* SHORT TASK
Retype nothing but the lines running from the line that contains "the leaf stem." to the last line, both ends included, and skip every image.

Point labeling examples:
- - - - -
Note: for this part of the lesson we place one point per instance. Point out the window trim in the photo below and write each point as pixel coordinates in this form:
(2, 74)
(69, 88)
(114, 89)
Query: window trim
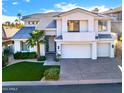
(73, 30)
(103, 25)
(21, 47)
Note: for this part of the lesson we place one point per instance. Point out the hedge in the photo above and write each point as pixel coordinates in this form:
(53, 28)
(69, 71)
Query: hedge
(42, 58)
(25, 55)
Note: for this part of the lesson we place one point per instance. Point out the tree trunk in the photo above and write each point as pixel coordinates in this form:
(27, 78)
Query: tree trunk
(38, 50)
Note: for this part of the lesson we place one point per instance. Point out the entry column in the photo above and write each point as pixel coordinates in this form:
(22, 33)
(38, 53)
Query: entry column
(94, 50)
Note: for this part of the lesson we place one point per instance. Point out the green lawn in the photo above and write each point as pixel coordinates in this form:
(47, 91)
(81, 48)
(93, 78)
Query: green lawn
(24, 71)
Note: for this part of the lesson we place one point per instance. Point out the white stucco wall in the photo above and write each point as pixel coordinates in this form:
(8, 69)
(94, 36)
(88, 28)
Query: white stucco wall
(78, 16)
(17, 47)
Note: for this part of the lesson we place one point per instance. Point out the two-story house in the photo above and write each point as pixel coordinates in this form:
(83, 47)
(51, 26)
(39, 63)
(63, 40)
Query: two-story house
(116, 15)
(77, 33)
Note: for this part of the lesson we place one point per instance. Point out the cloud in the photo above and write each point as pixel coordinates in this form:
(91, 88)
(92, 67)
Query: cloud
(8, 18)
(4, 10)
(48, 10)
(63, 6)
(27, 1)
(15, 3)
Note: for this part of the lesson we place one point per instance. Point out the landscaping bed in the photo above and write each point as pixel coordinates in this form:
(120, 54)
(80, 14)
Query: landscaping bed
(25, 71)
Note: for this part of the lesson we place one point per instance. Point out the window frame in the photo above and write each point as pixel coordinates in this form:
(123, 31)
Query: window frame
(73, 30)
(102, 25)
(22, 43)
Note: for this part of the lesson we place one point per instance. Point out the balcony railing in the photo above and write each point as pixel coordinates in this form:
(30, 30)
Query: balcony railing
(79, 36)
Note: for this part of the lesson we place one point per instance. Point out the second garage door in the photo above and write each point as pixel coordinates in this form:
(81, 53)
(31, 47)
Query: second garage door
(103, 50)
(76, 51)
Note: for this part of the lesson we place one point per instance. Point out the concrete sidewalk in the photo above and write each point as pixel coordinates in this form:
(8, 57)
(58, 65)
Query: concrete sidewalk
(88, 69)
(61, 82)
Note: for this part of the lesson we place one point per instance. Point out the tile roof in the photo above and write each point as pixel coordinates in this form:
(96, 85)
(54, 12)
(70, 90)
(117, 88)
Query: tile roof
(114, 10)
(23, 33)
(101, 36)
(59, 37)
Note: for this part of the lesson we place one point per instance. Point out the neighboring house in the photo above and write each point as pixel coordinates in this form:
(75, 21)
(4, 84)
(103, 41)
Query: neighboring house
(7, 34)
(116, 15)
(77, 33)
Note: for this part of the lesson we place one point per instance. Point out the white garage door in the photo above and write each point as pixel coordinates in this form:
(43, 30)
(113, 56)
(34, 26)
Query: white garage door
(76, 51)
(103, 50)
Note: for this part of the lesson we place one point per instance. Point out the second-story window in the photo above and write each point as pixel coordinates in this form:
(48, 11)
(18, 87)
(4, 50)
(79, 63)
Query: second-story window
(102, 26)
(24, 46)
(73, 26)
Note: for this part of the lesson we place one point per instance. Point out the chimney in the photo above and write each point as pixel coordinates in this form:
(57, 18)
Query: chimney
(96, 10)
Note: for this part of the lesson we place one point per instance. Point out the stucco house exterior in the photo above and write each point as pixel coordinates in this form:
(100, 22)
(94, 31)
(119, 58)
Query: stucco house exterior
(77, 33)
(116, 15)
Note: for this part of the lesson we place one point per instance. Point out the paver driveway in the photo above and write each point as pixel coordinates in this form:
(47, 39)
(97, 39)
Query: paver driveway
(88, 69)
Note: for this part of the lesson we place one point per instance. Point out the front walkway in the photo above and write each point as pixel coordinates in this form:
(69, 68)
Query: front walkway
(88, 69)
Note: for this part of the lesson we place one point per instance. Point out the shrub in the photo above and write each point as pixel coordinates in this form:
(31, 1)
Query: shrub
(42, 58)
(4, 60)
(52, 74)
(25, 55)
(6, 51)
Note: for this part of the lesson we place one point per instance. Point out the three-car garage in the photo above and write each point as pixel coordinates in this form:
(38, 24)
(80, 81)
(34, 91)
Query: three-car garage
(85, 50)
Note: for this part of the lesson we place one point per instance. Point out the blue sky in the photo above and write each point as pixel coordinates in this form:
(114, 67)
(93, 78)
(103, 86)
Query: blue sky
(12, 7)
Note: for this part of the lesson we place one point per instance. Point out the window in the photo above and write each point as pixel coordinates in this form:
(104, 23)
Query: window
(102, 26)
(73, 26)
(24, 46)
(33, 22)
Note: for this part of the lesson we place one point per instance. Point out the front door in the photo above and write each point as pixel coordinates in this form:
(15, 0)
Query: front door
(51, 44)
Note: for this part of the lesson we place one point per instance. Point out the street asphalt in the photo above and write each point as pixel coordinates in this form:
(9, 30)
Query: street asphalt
(83, 88)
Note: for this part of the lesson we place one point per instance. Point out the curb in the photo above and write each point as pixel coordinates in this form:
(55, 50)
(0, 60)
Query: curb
(61, 82)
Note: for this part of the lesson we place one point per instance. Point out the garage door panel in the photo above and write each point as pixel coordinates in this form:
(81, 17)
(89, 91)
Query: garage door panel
(103, 50)
(76, 51)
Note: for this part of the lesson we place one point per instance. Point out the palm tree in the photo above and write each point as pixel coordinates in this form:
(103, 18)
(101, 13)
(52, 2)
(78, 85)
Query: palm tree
(19, 15)
(37, 37)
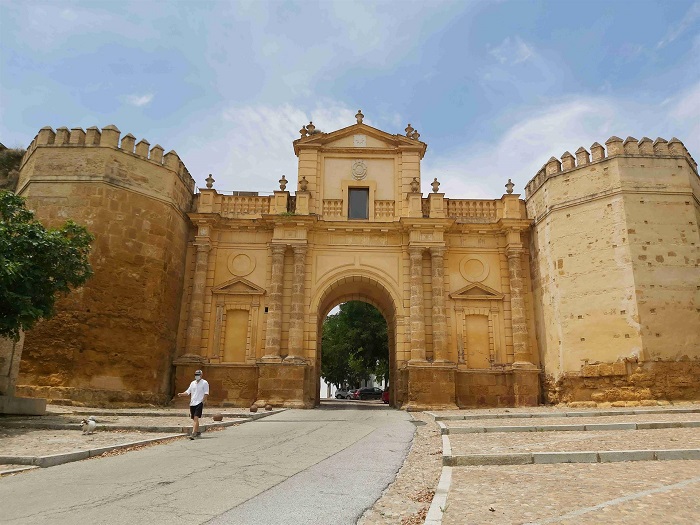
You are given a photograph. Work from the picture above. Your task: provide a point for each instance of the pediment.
(342, 138)
(238, 286)
(477, 291)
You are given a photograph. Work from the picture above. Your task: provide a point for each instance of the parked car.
(370, 392)
(342, 393)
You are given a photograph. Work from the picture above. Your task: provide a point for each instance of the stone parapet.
(616, 147)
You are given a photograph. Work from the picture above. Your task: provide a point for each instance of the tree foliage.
(354, 345)
(36, 264)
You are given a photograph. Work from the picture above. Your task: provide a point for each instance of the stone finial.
(631, 146)
(676, 147)
(660, 146)
(567, 161)
(582, 157)
(597, 152)
(553, 166)
(615, 146)
(645, 146)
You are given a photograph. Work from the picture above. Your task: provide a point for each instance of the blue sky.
(495, 88)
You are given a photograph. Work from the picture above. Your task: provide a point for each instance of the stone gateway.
(587, 290)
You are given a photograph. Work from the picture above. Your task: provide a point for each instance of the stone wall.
(615, 270)
(112, 340)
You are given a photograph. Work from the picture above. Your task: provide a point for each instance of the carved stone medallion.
(359, 170)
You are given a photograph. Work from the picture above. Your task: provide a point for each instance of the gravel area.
(627, 493)
(406, 501)
(24, 442)
(636, 418)
(506, 442)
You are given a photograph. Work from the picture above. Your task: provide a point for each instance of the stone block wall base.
(431, 387)
(63, 395)
(627, 382)
(23, 406)
(497, 388)
(235, 385)
(282, 385)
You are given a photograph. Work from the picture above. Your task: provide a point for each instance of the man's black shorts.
(196, 410)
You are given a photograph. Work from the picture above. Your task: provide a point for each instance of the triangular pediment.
(238, 286)
(476, 291)
(376, 138)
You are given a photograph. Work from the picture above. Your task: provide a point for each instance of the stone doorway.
(368, 290)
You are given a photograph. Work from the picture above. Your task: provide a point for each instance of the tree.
(354, 345)
(36, 264)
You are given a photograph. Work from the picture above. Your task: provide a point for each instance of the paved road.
(316, 467)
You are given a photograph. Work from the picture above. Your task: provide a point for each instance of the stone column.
(437, 257)
(194, 329)
(296, 319)
(273, 334)
(417, 309)
(521, 351)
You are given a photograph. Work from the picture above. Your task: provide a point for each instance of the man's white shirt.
(197, 391)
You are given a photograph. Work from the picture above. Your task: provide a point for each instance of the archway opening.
(364, 290)
(354, 353)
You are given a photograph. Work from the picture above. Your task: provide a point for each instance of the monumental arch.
(584, 291)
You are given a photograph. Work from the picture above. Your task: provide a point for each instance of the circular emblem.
(240, 264)
(359, 170)
(474, 270)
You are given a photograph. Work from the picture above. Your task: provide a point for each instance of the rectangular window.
(358, 203)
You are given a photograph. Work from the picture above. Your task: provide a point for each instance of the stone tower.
(615, 252)
(112, 340)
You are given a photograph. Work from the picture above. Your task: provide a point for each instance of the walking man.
(198, 392)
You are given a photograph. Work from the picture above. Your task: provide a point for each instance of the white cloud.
(480, 170)
(512, 51)
(139, 100)
(686, 22)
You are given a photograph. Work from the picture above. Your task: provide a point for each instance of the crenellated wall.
(615, 271)
(114, 339)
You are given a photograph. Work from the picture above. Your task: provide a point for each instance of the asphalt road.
(323, 466)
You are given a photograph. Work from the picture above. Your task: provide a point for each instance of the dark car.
(370, 392)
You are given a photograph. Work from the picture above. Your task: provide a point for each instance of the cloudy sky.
(494, 88)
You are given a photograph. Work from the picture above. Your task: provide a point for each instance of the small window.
(358, 203)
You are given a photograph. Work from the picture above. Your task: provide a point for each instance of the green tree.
(354, 345)
(36, 264)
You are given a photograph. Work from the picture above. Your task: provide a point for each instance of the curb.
(592, 413)
(571, 428)
(606, 456)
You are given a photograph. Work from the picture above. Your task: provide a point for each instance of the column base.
(431, 386)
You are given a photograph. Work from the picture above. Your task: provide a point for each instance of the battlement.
(616, 147)
(109, 137)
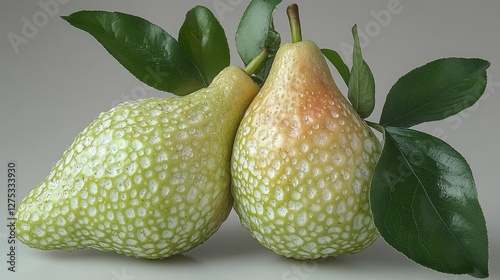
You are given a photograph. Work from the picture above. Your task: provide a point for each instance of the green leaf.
(424, 202)
(435, 91)
(202, 37)
(339, 64)
(143, 48)
(255, 32)
(361, 86)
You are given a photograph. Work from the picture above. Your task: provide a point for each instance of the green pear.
(303, 160)
(150, 178)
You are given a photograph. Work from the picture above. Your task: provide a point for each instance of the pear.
(302, 162)
(150, 178)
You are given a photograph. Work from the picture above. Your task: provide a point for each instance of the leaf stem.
(377, 126)
(256, 62)
(293, 18)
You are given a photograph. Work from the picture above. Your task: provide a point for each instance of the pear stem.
(256, 62)
(293, 18)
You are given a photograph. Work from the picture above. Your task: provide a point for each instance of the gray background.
(61, 78)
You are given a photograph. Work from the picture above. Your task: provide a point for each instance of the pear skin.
(303, 161)
(149, 178)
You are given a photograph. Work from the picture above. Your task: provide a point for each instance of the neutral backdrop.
(60, 78)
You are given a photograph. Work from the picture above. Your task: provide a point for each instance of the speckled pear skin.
(150, 178)
(303, 161)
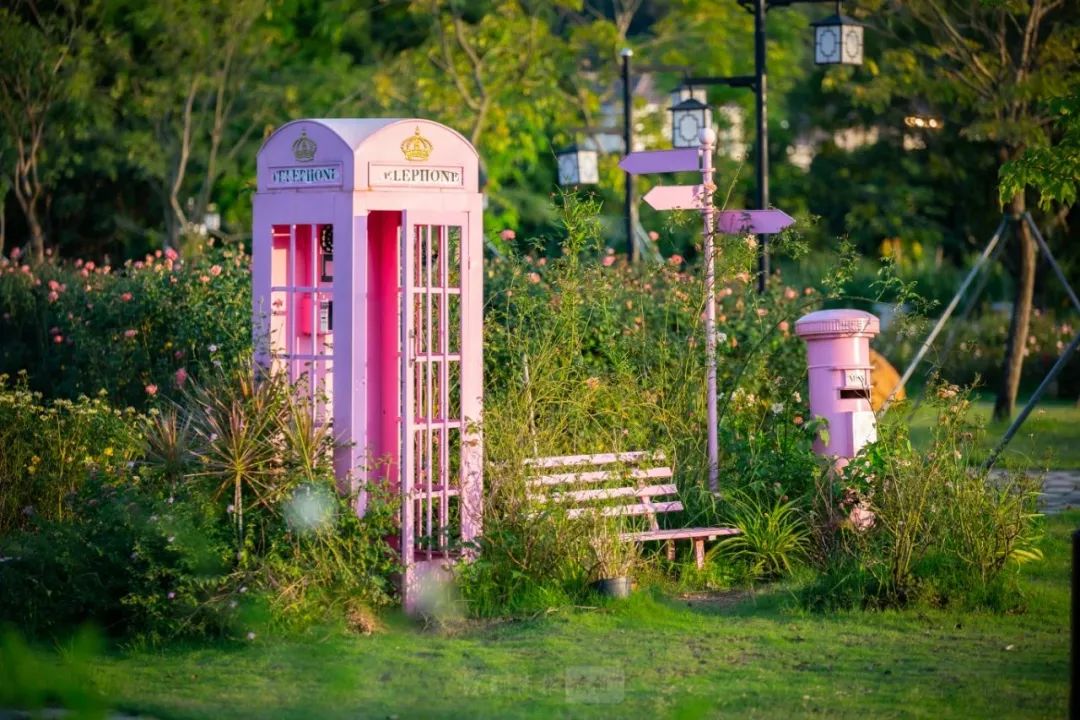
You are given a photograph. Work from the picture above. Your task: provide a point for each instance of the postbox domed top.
- - - - -
* FULL OUTPUT
You are given a photograph. Work from the picture above. Your task: provide a point for each instance of the leaf stem.
(377, 126)
(256, 62)
(293, 18)
You are given a photograph. Work from the picture above. Your task: provide a point for each instance of the pear stem.
(256, 62)
(293, 18)
You are given a photograph. Work from the picture above. Your task: provide a point for each instance of the gray background.
(61, 78)
You are given a photograph. Work from the picture above. Your task: provide a point for each instance of the pear skin.
(303, 161)
(149, 178)
You are given a photograph. Work from the picture above. Your task: provide a point for each instance of the neutral backdrop.
(60, 78)
You are given a photograph. Work from the picture above. Your task: provide a point for each instance of the speckled pear skin.
(150, 178)
(303, 161)
You are given a photograph. Work from the picture above. Your task: provide a point for each instance of the postbox domed top.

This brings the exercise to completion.